*Selected extract*
================
The artistic representation of an object is postmodernistic in its ironical bizarreness and excessiveness. The basic "cofferic" form is luxuriously decorated with painting which covers each and every square of its surface. Tsesler and Voichenko interpret this classical art with such aesthetic radicalism and rationalism of an inventor that all spectators irrespective of their aesthetic competence would ask, "How is it done?" And traditional connoisseurs of fine arts nearly faint. The synthesis, the unity of discordant elements lays the basis for almost all works of the two artists and shapes their creative method. Technically they synthesize elements of classical oil painting on canvas with photographic technologies, computer processing, new techniques of computer printing. Aesthetically they unite past and present, "high" and "low". Hyperrealistic naked women, sort of contemporary mermaids dressed in Golden Lady pantyhose are neighbouring samples of Belarussian classical art, the famous portraits of the 17th and 18th centuries from the Nesvizh collection of the Radzivill family. Going back to Tsesler and Voichenco's virtual hero, we can claim that, being the proprietor of this exclusive object, he is not at all plain but is fond of aestheticism, Rabelaisian excessiveness and at the same time tends to have a sarcastic and paradoxical worldview. This topic is being developed in other works. For example, in the series of posters "Local delicatessen" (2003 - 2004) one can find a bunch of roses in which the white buds are replaced by large delicious pelmeni, and an appetizing roasted leg of mutton lying soberly in a refined violin-case. The means of transport used by the artists' favourite, are exquisite and extravagant. "Locomotive Mikolka  I, II, III, IV" (2001, computer graphics) is the highest achievement of the Boggy Empire's science, technology and art. They are carefully worked out, uselessly imposing and filled with imperial greatness.
================
*Exercise instructions*
A. Name every technique that, according to the passage on Tsesler and Voichenko, the two artists technically synthesize in their works.
B. Answer these questions using the passage on Tsesler and Voichenko:
(i) In which years was the poster series "Local delicatessen" made?
(ii) Which family's Nesvizh collection holds the famous portraits of the 17th and 18th centuries?
(iii) What brand of pantyhose do the hyperrealistic naked women wear?
C. Carry on writing the passage on Tsesler and Voichenko from its final sentence.
The records that come next have nothing to do with the passage on Tsesler and Voichenko.

*Material supplied*
================
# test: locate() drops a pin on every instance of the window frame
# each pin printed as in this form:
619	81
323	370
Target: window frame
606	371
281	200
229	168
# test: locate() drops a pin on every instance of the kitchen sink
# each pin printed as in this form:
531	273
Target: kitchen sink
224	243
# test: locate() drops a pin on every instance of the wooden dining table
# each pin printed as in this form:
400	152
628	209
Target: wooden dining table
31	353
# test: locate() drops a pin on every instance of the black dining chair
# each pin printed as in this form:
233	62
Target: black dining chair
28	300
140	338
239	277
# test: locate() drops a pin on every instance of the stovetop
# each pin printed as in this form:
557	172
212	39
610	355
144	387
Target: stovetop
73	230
================
*Results of the exercise*
A. Classical oil painting on canvas, photographic technologies, computer processing, and new techniques of computer printing.

B.
(i) 2003 - 2004
(ii) The Radzivill family
(iii) Golden Lady

C.
Three projects of three authors, three views on a person from a secluded boggy area, three aspects of life of the people from the country of bogs and forests. Out of these diametrically opposite views and characteristics, "momentary" sketches and well-prepared "investigations" one can form a multi-dimensional and interesting collective image of the main character. We face a subject who has an inborn capacity to survive despite the conditions, despite any unfavourable situation. His organism is biologically and psychologically balanced, that is why it is resistant to stresses. He is now lazy and cynical to a degree, now smart and resourceful and in certain conditions hard-working. He can be content with very little and also aspires to something great. He would better temporize than manifest aggression but when necessary can protect himself and his property. He has a matter-of-fact attitude to world and firmly stands on the ground. He has his own perspectives and horizons. And this brings us hope and optimism even in the foggy indefiniteness of boggy waters.

Olga Kovalenko,
Member of the International Associations
of Art Critics (AICA/IAAC)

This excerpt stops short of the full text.